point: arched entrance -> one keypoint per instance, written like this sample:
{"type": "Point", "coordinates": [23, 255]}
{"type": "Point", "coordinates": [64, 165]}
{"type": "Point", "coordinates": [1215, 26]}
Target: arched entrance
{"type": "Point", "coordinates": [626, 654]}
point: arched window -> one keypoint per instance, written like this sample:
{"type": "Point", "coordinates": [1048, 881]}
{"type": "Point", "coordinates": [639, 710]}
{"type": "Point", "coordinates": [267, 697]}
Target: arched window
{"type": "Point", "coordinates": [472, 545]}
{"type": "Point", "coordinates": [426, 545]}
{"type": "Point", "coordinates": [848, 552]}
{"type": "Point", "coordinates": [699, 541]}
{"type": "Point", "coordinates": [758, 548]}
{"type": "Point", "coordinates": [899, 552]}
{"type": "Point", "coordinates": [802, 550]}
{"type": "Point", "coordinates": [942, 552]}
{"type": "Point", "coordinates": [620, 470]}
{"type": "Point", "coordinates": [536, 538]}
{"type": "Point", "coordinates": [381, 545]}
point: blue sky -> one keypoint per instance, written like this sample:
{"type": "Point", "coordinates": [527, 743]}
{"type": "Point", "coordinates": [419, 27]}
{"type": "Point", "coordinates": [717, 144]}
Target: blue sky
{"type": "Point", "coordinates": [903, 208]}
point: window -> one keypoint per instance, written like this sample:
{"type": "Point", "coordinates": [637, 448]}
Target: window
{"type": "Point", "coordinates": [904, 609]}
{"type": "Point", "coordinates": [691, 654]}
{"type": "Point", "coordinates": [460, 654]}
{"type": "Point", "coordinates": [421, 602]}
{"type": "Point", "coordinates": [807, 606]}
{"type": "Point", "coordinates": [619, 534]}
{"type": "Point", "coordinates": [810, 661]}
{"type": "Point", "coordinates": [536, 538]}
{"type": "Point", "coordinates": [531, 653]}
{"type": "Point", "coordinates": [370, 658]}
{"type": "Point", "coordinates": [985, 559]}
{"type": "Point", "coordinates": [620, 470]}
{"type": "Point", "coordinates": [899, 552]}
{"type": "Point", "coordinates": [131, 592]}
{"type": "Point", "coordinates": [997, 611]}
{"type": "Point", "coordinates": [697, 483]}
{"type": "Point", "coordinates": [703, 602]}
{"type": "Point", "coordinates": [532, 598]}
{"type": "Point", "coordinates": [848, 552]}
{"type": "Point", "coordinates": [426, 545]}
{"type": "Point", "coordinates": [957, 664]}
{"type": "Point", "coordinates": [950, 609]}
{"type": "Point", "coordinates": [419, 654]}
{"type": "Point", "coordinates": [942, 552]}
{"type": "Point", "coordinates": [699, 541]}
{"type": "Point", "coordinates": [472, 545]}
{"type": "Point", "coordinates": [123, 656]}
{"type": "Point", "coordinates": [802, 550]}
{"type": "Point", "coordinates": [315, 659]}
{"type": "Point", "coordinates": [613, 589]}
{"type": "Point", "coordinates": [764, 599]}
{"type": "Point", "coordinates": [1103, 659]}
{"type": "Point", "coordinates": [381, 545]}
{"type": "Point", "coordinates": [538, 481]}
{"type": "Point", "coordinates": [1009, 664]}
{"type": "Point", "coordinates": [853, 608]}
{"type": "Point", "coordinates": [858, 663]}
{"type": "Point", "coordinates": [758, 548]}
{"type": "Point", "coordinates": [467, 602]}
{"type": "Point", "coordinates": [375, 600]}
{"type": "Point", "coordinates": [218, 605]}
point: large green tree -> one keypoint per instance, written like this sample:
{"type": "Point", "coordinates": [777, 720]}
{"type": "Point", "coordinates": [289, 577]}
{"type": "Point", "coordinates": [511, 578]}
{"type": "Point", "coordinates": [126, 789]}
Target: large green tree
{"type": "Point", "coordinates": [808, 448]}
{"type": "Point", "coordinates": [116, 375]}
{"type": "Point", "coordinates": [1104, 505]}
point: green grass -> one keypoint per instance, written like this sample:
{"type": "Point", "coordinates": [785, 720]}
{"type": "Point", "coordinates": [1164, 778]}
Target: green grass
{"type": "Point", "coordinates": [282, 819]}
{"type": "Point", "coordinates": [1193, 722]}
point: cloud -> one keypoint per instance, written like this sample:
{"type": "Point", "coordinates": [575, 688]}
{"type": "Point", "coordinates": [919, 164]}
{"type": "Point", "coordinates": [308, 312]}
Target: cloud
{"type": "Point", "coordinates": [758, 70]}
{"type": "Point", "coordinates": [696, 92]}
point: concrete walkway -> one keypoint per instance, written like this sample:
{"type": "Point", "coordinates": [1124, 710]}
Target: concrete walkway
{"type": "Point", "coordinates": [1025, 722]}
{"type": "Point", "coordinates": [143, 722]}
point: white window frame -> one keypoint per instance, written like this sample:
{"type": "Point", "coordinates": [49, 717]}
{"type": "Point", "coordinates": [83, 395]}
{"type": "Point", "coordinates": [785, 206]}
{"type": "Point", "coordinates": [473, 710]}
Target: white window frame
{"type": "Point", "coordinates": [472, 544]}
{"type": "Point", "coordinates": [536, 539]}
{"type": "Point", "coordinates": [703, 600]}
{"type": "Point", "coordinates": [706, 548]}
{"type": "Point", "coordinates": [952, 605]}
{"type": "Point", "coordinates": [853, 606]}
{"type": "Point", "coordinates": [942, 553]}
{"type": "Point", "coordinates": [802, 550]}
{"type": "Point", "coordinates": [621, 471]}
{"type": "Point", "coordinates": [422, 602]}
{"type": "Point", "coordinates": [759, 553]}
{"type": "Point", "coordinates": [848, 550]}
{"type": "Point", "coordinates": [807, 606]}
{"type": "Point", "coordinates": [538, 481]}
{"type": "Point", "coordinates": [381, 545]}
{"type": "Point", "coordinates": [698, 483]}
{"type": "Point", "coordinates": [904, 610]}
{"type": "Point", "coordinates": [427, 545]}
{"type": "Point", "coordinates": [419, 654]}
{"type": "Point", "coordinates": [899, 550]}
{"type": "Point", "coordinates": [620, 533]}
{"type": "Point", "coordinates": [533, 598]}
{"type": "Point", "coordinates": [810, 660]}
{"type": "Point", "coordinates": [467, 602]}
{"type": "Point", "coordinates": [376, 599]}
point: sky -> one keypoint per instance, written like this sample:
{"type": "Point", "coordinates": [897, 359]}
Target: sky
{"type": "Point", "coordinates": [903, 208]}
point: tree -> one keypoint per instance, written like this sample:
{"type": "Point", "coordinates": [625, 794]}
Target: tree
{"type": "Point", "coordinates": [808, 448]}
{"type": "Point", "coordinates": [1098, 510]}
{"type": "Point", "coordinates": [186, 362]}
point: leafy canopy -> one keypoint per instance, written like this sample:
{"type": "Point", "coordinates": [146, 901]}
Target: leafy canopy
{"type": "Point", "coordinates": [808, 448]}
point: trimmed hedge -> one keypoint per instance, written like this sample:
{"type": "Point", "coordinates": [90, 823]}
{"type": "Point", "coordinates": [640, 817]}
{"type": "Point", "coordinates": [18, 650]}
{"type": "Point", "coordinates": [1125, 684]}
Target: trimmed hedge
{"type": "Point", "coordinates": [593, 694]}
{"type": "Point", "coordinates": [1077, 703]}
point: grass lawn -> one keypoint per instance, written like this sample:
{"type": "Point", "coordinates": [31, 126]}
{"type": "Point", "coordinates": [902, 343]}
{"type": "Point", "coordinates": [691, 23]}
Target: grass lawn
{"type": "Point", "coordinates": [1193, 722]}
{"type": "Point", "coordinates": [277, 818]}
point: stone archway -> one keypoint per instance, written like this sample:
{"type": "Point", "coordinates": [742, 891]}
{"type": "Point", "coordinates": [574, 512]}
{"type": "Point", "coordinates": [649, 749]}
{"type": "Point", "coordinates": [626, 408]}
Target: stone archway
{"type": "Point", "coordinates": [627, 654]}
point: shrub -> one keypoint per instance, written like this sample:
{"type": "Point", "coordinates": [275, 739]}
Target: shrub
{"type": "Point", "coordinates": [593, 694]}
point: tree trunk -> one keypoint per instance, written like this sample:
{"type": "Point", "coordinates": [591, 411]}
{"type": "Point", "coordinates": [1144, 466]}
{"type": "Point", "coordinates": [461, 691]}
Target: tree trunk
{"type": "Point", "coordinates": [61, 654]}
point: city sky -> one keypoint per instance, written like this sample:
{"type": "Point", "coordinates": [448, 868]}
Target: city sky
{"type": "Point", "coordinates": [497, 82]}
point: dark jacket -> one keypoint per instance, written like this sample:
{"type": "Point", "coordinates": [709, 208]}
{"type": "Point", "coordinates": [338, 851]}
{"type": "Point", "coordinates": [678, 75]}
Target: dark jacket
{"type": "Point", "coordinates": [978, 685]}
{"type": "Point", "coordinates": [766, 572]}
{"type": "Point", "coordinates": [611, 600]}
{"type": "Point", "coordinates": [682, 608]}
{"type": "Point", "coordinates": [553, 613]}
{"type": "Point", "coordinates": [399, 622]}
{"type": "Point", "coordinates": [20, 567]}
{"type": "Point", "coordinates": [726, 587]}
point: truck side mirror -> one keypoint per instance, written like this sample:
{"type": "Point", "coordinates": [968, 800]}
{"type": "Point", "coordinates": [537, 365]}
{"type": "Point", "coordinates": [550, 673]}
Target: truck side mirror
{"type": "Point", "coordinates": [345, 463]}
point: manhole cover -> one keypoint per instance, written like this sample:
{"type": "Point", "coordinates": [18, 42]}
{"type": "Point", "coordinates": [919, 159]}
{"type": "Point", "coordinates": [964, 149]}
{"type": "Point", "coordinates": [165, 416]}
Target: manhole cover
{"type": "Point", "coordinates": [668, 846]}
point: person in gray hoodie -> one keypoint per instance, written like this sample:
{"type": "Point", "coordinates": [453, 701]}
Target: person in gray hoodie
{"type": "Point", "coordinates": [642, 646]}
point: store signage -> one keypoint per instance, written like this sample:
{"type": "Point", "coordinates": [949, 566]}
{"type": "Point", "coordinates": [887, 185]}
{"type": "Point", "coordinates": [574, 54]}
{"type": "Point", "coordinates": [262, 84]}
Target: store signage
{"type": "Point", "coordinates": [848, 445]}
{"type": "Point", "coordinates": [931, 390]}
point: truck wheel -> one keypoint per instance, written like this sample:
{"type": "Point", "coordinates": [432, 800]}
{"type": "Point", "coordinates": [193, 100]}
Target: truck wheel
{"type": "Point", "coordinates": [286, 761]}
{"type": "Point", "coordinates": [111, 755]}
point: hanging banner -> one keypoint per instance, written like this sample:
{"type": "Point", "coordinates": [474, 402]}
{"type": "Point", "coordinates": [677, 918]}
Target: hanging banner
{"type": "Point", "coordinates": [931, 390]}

* What you will do
All lines from the one containing "Target: truck side mirror" through the end of the listing must be transcribed exactly. No other lines belong in the answer.

* Output of the exercise
Target: truck side mirror
{"type": "Point", "coordinates": [345, 463]}
point: manhole cover -> one keypoint per instance, written like this sample:
{"type": "Point", "coordinates": [18, 42]}
{"type": "Point", "coordinates": [919, 159]}
{"type": "Point", "coordinates": [964, 149]}
{"type": "Point", "coordinates": [165, 416]}
Target: manhole cover
{"type": "Point", "coordinates": [668, 846]}
point: person in gray hoodie -> one keypoint per instance, written like this sample:
{"type": "Point", "coordinates": [453, 701]}
Target: person in gray hoodie
{"type": "Point", "coordinates": [642, 646]}
point: store signage -> one keypoint per instance, written like this sample:
{"type": "Point", "coordinates": [949, 566]}
{"type": "Point", "coordinates": [887, 185]}
{"type": "Point", "coordinates": [574, 54]}
{"type": "Point", "coordinates": [262, 84]}
Target: store signage
{"type": "Point", "coordinates": [848, 445]}
{"type": "Point", "coordinates": [931, 390]}
point: truck wheel -> one keypoint per instance, written like this sample:
{"type": "Point", "coordinates": [432, 800]}
{"type": "Point", "coordinates": [193, 100]}
Target: truck wheel
{"type": "Point", "coordinates": [286, 761]}
{"type": "Point", "coordinates": [111, 755]}
point: hanging banner -> one keypoint per instance, written like this sample:
{"type": "Point", "coordinates": [474, 402]}
{"type": "Point", "coordinates": [677, 918]}
Target: hanging banner
{"type": "Point", "coordinates": [931, 390]}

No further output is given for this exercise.